> _DESCRIZIONE DEL COMPITO_: Trascrivi parola per parola il brano dell'articolo sulle stime del Pil e sul richiamo della Bce, cominciando da "Confindustria incoraggia il" e terminando con "Vergata di Roma.".

> _ESTRATTO DEL DOCUMENTO_:
Confindustria incoraggia il governo, la Bce gli tira le orecchie. Da un lato il Centro studi dell’associazione confindustriale ha rialzato le stime del Pil, prevedendo un +1% per il 2015 e un +1,5% per il 2016. Un dato migliore rispetto a quello che era stato pubblicato a giugno, quando le previsioni erano state rispettivamente del +0,8% e del +1,4%. Ma soprattutto più ottimistico delle stime dello stesso governo, che per il 2015 prevede un +0,9%. La Bce invece è intervenuta con una nota dal tono ben diverso, in quanto ha richiamato i governi di Italia, Belgio e Francia a utilizzare i risparmi da minori interessi “per ridurre il deficit” anziché per accrescere la spesa. Ne abbiamo parlato con Leonardo Becchetti, professore di Economia politica all’Università Tor Vergata di Roma.
Quanta attenzione deve porre il nostro governo a questo richiamo della Bce?

[Alcuni materiali]
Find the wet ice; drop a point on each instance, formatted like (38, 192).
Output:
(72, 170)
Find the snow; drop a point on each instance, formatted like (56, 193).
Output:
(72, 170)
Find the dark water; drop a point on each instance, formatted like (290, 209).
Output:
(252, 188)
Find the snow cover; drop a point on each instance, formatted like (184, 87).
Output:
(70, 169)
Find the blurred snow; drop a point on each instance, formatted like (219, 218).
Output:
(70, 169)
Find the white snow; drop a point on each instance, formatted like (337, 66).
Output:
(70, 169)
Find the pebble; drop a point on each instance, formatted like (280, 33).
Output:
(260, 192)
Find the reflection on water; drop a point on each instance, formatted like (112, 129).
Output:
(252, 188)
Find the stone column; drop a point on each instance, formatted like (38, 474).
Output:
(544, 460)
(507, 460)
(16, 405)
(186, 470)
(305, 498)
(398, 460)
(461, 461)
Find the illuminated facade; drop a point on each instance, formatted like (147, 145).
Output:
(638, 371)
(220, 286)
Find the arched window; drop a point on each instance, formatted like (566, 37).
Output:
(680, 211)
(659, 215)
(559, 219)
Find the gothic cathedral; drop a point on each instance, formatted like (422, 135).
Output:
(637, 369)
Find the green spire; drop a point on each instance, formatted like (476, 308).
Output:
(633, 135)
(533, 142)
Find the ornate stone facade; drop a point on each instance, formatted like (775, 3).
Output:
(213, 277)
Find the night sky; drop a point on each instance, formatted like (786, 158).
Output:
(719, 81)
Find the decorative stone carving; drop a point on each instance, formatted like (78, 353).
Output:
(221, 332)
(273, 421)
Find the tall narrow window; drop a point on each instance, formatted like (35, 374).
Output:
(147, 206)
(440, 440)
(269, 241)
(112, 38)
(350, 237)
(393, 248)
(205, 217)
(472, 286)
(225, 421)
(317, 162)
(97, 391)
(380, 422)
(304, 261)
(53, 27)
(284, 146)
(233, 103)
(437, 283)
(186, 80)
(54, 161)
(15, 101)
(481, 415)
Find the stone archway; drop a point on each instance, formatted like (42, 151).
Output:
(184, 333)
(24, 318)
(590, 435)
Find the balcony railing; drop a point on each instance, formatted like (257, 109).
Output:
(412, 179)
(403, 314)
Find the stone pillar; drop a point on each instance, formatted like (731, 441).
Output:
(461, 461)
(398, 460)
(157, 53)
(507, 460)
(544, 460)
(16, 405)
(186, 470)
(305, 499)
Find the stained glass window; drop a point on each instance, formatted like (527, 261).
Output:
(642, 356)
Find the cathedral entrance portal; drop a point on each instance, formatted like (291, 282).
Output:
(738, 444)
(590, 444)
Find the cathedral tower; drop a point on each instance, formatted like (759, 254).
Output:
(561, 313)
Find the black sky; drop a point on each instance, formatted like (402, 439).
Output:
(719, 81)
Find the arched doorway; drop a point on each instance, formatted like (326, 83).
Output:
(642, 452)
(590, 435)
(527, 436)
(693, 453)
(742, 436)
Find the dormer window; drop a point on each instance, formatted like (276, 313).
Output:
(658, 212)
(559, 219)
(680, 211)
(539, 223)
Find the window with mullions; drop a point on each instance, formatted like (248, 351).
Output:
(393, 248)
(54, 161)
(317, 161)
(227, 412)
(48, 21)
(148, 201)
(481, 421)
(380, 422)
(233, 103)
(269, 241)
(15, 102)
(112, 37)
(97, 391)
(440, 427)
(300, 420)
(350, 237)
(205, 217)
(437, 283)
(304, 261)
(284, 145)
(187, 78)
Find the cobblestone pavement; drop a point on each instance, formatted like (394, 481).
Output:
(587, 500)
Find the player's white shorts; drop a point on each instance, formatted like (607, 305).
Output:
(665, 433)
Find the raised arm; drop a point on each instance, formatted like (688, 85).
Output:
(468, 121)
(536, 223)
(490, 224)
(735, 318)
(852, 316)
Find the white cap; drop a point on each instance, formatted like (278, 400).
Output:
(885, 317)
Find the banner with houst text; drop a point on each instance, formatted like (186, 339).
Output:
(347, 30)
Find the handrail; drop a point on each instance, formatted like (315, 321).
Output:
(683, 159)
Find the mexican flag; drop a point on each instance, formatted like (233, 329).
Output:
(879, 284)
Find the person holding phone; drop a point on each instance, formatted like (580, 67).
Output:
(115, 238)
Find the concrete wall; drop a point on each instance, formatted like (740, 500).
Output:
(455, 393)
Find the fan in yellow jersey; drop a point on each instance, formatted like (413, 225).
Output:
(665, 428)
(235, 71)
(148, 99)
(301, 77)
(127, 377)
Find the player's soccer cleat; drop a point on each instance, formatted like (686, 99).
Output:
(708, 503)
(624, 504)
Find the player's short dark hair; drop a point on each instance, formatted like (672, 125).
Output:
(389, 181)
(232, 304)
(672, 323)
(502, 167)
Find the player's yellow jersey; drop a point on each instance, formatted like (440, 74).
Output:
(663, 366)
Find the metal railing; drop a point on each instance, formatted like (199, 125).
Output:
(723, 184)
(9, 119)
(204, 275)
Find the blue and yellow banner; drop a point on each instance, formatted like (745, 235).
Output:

> _RISPOSTA PROPOSTA_:
Confindustria incoraggia il governo, la Bce gli tira le orecchie. Da un lato il Centro studi dell’associazione confindustriale ha rialzato le stime del Pil, prevedendo un +1% per il 2015 e un +1,5% per il 2016. Un dato migliore rispetto a quello che era stato pubblicato a giugno, quando le previsioni erano state rispettivamente del +0,8% e del +1,4%. Ma soprattutto più ottimistico delle stime dello stesso governo, che per il 2015 prevede un +0,9%. La Bce invece è intervenuta con una nota dal tono ben diverso, in quanto ha richiamato i governi di Italia, Belgio e Francia a utilizzare i risparmi da minori interessi “per ridurre il deficit” anziché per accrescere la spesa. Ne abbiamo parlato con Leonardo Becchetti, professore di Economia politica all’Università Tor Vergata di Roma.